→ The records:

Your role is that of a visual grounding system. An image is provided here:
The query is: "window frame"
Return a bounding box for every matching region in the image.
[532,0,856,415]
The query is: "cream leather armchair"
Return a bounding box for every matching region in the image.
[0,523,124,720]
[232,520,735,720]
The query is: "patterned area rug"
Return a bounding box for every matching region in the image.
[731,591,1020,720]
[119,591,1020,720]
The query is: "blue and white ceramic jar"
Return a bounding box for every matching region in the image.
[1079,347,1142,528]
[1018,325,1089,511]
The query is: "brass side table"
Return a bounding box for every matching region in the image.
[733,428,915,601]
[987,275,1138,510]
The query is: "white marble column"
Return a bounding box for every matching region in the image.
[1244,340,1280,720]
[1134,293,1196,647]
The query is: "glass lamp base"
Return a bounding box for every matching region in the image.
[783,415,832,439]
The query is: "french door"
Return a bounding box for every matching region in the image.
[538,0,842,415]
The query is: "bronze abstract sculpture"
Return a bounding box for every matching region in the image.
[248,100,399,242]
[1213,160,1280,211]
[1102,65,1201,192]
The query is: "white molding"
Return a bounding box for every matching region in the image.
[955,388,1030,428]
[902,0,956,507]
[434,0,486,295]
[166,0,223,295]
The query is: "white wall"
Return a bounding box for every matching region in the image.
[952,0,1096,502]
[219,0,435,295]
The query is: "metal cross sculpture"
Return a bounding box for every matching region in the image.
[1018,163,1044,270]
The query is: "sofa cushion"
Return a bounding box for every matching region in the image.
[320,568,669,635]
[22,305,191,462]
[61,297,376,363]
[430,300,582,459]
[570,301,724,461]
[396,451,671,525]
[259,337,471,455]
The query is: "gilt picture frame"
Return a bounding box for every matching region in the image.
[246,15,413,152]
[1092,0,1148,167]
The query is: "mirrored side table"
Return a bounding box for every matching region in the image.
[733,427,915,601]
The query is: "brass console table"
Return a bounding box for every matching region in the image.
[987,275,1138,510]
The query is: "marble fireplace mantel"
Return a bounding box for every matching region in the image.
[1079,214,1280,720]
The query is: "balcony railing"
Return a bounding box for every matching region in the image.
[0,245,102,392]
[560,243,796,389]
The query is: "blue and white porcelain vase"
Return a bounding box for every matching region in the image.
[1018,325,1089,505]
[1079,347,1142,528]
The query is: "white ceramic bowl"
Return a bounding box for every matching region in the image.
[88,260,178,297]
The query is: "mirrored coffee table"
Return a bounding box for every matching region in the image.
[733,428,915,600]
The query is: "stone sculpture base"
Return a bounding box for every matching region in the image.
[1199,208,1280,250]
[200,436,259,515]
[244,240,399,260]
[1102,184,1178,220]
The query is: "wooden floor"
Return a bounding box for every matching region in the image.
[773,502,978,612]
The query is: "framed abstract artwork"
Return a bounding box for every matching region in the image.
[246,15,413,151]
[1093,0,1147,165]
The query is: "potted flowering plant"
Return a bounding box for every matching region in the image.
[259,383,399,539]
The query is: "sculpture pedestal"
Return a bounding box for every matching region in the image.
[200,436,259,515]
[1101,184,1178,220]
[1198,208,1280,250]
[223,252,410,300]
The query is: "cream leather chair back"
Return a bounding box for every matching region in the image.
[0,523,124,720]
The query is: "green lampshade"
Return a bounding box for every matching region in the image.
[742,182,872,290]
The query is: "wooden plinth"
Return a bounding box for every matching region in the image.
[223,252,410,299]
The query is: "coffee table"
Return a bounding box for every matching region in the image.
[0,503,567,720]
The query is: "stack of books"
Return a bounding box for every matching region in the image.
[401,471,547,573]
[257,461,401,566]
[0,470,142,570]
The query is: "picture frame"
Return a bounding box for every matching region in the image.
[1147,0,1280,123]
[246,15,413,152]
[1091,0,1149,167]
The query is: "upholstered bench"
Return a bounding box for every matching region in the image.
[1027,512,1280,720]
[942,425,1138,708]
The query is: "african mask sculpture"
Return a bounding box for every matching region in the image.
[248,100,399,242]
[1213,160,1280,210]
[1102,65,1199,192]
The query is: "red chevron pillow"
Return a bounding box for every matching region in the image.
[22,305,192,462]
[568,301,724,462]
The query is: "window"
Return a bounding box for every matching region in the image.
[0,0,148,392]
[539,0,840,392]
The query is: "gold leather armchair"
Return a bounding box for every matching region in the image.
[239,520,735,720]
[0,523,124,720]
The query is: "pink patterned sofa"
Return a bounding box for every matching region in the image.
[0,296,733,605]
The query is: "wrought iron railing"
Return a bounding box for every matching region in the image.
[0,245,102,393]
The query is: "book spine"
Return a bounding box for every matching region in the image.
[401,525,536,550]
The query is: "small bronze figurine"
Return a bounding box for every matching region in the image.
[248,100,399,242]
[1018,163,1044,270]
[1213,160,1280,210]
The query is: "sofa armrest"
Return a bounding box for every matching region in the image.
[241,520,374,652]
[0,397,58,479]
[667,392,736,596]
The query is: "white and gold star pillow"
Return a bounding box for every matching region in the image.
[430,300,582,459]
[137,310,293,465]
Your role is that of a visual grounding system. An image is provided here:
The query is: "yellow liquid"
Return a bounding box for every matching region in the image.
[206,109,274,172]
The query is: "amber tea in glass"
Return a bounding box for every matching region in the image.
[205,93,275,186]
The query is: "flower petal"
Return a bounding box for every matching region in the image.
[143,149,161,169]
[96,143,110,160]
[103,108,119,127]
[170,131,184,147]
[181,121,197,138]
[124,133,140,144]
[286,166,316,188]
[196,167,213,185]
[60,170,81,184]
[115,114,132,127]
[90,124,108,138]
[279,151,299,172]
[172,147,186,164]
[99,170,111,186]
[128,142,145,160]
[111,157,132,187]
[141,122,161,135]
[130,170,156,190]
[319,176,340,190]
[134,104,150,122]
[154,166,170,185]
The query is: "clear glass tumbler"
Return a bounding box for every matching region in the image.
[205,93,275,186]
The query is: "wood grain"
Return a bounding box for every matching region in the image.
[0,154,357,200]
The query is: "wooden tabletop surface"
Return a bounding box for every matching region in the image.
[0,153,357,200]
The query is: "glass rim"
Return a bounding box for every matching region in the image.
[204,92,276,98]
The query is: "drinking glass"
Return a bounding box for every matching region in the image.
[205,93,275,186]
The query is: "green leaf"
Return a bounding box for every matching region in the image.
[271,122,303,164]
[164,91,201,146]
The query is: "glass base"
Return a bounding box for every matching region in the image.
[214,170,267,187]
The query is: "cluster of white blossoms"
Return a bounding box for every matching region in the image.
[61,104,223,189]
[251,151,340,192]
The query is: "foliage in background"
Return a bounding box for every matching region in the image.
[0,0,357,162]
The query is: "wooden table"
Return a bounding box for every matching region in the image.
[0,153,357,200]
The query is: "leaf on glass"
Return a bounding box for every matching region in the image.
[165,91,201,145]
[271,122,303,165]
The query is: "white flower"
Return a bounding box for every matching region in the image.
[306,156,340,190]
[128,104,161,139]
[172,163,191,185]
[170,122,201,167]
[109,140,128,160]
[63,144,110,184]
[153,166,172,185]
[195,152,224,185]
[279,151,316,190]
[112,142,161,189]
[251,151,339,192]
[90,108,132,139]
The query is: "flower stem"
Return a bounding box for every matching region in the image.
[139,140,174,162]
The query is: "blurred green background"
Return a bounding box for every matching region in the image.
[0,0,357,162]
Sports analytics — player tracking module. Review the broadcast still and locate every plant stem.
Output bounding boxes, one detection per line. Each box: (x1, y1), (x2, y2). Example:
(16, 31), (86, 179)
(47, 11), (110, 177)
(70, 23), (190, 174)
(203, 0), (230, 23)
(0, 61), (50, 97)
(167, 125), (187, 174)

→ Exercise:
Reproduce the records from the line containing "and white porcelain" up to and including the line containing "[88,260,178,297]", keeping the requests unchanged. Multiply every bounding box coordinate in the answers by 1.7 and round each result to a whole number, with halves rounded up.

→ Solution to this exercise:
The query is: "blue and white porcelain vase"
Return a bounding box for every matching region in the image.
[1731,553,1851,859]
[1834,590,1941,898]
The query is: "white ceramic bowl"
Return a bounding box for every matching region in the image.
[150,442,303,505]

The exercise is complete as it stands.